*** Opening GIVEN DATA ***
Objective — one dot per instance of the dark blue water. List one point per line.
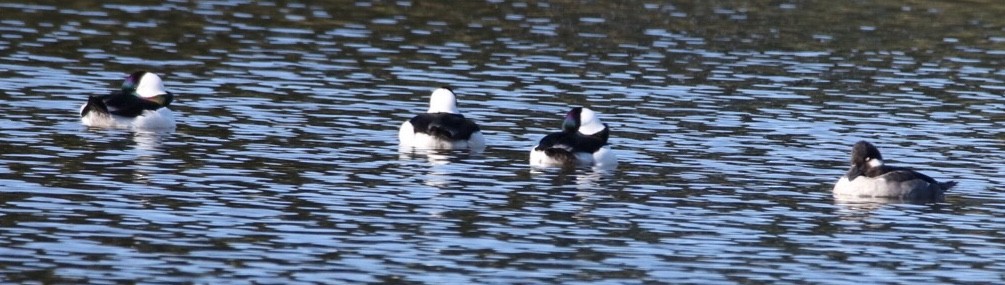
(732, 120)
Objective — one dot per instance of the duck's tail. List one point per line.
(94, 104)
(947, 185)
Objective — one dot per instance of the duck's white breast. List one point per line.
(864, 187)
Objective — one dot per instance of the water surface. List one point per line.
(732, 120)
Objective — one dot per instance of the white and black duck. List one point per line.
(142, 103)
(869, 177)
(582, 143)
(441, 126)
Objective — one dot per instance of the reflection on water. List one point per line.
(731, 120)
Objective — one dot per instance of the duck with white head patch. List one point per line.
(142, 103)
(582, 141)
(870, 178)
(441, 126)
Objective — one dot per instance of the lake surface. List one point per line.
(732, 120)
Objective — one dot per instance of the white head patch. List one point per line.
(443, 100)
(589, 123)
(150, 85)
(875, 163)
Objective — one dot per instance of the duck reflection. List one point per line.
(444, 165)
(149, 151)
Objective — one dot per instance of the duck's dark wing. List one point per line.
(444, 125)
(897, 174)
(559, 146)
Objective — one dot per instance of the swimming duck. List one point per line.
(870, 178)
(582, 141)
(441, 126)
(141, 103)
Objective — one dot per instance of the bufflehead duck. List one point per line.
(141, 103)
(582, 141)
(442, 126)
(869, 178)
*** Closing GIVEN DATA ***
Give again, word for word, every line from the one holding "Objective — one dot per instance of the bufflehead" to the end of the data.

(ANSWER AREA):
Objective — one dot per instance of the bufflehead duck. List one point per line.
(141, 103)
(582, 141)
(442, 126)
(869, 178)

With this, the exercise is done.